**** Data to examine

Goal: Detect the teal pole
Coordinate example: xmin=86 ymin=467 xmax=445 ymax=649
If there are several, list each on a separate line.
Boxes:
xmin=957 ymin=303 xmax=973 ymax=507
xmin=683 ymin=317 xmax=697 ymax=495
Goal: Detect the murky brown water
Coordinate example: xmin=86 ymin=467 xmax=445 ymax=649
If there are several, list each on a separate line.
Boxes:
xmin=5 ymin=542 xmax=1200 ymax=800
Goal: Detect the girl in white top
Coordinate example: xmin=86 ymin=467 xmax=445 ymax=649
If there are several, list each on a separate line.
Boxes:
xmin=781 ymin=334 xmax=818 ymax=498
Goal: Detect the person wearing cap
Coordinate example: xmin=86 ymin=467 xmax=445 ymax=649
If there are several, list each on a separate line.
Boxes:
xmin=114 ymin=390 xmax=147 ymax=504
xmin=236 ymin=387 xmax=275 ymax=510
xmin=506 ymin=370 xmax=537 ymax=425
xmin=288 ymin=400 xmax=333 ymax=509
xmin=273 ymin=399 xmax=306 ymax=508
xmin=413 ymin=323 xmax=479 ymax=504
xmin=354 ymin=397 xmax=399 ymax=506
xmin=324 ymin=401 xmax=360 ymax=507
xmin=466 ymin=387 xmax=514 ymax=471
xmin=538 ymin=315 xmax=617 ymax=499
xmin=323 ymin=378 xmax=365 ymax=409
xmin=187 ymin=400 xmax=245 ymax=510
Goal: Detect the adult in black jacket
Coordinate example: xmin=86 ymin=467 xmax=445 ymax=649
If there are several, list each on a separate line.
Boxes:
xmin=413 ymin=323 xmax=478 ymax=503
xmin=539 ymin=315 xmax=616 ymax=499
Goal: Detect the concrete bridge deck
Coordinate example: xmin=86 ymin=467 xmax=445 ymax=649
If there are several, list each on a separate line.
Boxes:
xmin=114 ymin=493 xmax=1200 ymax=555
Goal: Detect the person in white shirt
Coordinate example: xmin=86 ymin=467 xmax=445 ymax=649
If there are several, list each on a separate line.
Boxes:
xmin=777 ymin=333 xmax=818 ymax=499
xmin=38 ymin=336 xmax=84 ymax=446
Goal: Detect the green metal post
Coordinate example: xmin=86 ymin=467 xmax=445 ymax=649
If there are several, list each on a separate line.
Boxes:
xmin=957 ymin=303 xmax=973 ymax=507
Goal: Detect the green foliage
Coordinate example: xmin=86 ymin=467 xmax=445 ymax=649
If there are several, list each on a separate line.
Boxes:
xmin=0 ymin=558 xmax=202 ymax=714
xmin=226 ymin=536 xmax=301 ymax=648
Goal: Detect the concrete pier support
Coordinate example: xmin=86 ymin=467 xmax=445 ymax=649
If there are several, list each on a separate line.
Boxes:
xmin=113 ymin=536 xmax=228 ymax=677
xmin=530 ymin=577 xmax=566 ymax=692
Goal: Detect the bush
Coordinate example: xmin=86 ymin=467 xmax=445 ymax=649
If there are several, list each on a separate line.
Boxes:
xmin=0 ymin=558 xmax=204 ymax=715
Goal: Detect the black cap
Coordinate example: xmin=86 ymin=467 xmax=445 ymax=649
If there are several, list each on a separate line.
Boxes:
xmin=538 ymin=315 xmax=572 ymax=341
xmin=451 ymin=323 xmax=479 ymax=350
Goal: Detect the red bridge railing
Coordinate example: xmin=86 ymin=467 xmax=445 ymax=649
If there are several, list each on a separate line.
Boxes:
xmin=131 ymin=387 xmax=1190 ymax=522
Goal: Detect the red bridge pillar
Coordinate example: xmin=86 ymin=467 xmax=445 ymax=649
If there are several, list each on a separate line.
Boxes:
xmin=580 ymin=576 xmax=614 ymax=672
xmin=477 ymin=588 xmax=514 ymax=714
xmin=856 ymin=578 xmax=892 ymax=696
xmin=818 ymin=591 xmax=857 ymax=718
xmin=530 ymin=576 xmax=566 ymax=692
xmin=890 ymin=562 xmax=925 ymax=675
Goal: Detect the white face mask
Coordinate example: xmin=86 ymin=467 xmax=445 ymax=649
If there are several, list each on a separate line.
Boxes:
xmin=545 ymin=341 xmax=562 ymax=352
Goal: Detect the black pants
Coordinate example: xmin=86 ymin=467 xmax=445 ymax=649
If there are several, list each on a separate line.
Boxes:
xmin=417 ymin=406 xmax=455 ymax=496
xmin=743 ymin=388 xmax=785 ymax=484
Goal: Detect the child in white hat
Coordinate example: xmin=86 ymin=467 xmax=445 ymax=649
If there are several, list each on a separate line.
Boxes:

********

» Assigned task
Line by line, retype the data exactly as written.

» Final answer
Goal: Detect the teal pole
Coordinate example: xmin=86 ymin=467 xmax=445 ymax=649
If there are several, list each on a separate line.
Boxes:
xmin=957 ymin=303 xmax=973 ymax=507
xmin=683 ymin=317 xmax=697 ymax=495
Goal: Detect the murky brown water
Coordinate example: xmin=86 ymin=467 xmax=445 ymax=649
If there are several, list each on a separate line.
Boxes:
xmin=5 ymin=542 xmax=1200 ymax=800
Goal: Detect the girl in white top
Coordinate example: xmin=86 ymin=467 xmax=445 ymax=649
If there are several, list each on a separate line.
Boxes:
xmin=781 ymin=334 xmax=818 ymax=498
Goal: Detect the person wearing cap
Coordinate example: xmin=86 ymin=467 xmax=445 ymax=649
If there are several, list each on a separate line.
Boxes:
xmin=114 ymin=390 xmax=147 ymax=504
xmin=236 ymin=387 xmax=275 ymax=510
xmin=506 ymin=370 xmax=537 ymax=425
xmin=288 ymin=400 xmax=333 ymax=509
xmin=273 ymin=399 xmax=306 ymax=508
xmin=413 ymin=323 xmax=479 ymax=504
xmin=354 ymin=397 xmax=399 ymax=506
xmin=324 ymin=401 xmax=360 ymax=507
xmin=466 ymin=387 xmax=514 ymax=471
xmin=538 ymin=315 xmax=617 ymax=499
xmin=323 ymin=378 xmax=365 ymax=409
xmin=187 ymin=400 xmax=245 ymax=510
Goal: Detect the adult in black jacket
Coordinate example: xmin=86 ymin=467 xmax=445 ymax=649
If there are several, list each on a separate line.
Boxes:
xmin=413 ymin=323 xmax=478 ymax=503
xmin=539 ymin=315 xmax=616 ymax=499
Goal: Detect the concrete bridge deck
Coordinate example: xmin=86 ymin=467 xmax=445 ymax=649
If there are several, list each on a separate line.
Boxes:
xmin=114 ymin=493 xmax=1200 ymax=555
Goal: Detect the person in white shirt
Coordinate example: xmin=86 ymin=467 xmax=445 ymax=649
If there are several, list each on a separate line.
Boxes:
xmin=777 ymin=333 xmax=818 ymax=499
xmin=38 ymin=336 xmax=84 ymax=446
Goal: Detect the green metal post
Coordinate example: xmin=86 ymin=467 xmax=445 ymax=649
If there are several, list each on a separate line.
Boxes:
xmin=957 ymin=303 xmax=973 ymax=507
Goal: Detect the green foliage
Coordinate example: xmin=86 ymin=467 xmax=445 ymax=649
If there are several, list each on a separate line.
Boxes:
xmin=0 ymin=558 xmax=202 ymax=714
xmin=226 ymin=536 xmax=301 ymax=648
Goal: Detect the concrete pier support
Coordinate example: xmin=86 ymin=467 xmax=445 ymax=649
If there are several, list each on a separate line.
Boxes:
xmin=113 ymin=536 xmax=228 ymax=677
xmin=530 ymin=577 xmax=566 ymax=692
Goal: Detect the bush
Coordinate example: xmin=86 ymin=467 xmax=445 ymax=649
If there are several, list each on a separate line.
Boxes:
xmin=0 ymin=558 xmax=204 ymax=715
Goal: Detect the black cap
Coordinate example: xmin=86 ymin=467 xmax=445 ymax=649
If there are several, list each on a separate line.
Boxes:
xmin=538 ymin=315 xmax=572 ymax=341
xmin=451 ymin=323 xmax=479 ymax=350
Goal: Detect the red bridge railing
Coordinate example: xmin=86 ymin=467 xmax=445 ymax=649
If there are several, list each on a separate line.
Boxes:
xmin=131 ymin=387 xmax=1190 ymax=522
Goal: Detect the red bridge pillar
Coordinate example: xmin=86 ymin=467 xmax=445 ymax=649
If there are several, list each on a separate line.
Boxes:
xmin=580 ymin=576 xmax=614 ymax=672
xmin=477 ymin=588 xmax=514 ymax=714
xmin=856 ymin=578 xmax=892 ymax=696
xmin=818 ymin=591 xmax=857 ymax=718
xmin=530 ymin=576 xmax=566 ymax=692
xmin=890 ymin=562 xmax=925 ymax=675
Goal: Detect the white face mask
Coordinate example: xmin=86 ymin=467 xmax=445 ymax=649
If there are several, list each on a separate line.
Boxes:
xmin=545 ymin=341 xmax=562 ymax=352
Goal: Detect the black pants
Coordinate example: xmin=86 ymin=467 xmax=445 ymax=649
If there are several, list each on a separate line.
Boxes:
xmin=417 ymin=406 xmax=455 ymax=496
xmin=743 ymin=388 xmax=785 ymax=484
Goal: Detect the child in white hat
Coordinate example: xmin=86 ymin=467 xmax=445 ymax=649
If there are several, list each on a separate line.
Boxes:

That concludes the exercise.